> **SET PROBLEM**
Could you set out every line of the records below as a numbered list, skipping any blank lines and leaving the pictures out?

▬▬▬▬▬▬▬▬▬▬

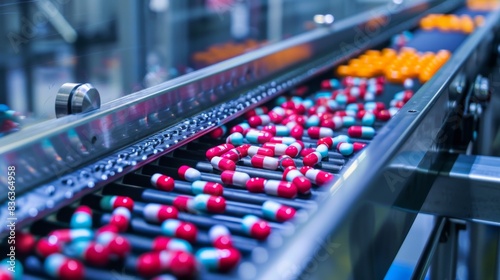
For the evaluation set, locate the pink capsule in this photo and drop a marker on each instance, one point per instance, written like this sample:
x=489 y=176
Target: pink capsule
x=294 y=149
x=258 y=137
x=120 y=218
x=220 y=237
x=316 y=176
x=218 y=150
x=278 y=148
x=222 y=163
x=283 y=140
x=291 y=174
x=277 y=212
x=179 y=263
x=188 y=173
x=307 y=151
x=265 y=162
x=312 y=159
x=157 y=213
x=272 y=187
x=234 y=178
x=233 y=155
x=255 y=227
x=277 y=114
x=162 y=182
x=255 y=150
x=199 y=187
x=358 y=146
x=328 y=141
x=286 y=161
x=319 y=132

▬▬▬▬▬▬▬▬▬▬

> **RIGHT ANSWER**
1. For the evaluation set, locate the pink capsule in this photo and drop a marker on each instance, one point per instance, written like this sample:
2. x=489 y=176
3. Target: pink capsule
4. x=294 y=149
5. x=258 y=137
6. x=120 y=218
7. x=220 y=237
8. x=316 y=176
9. x=218 y=150
10. x=278 y=148
11. x=222 y=163
12. x=283 y=140
13. x=291 y=174
14. x=277 y=212
15. x=179 y=263
16. x=188 y=173
17. x=307 y=151
18. x=265 y=162
19. x=312 y=159
20. x=157 y=213
21. x=272 y=187
22. x=234 y=178
23. x=233 y=155
24. x=255 y=227
25. x=277 y=114
26. x=162 y=182
27. x=255 y=150
28. x=199 y=187
29. x=358 y=146
30. x=328 y=141
31. x=286 y=161
32. x=319 y=132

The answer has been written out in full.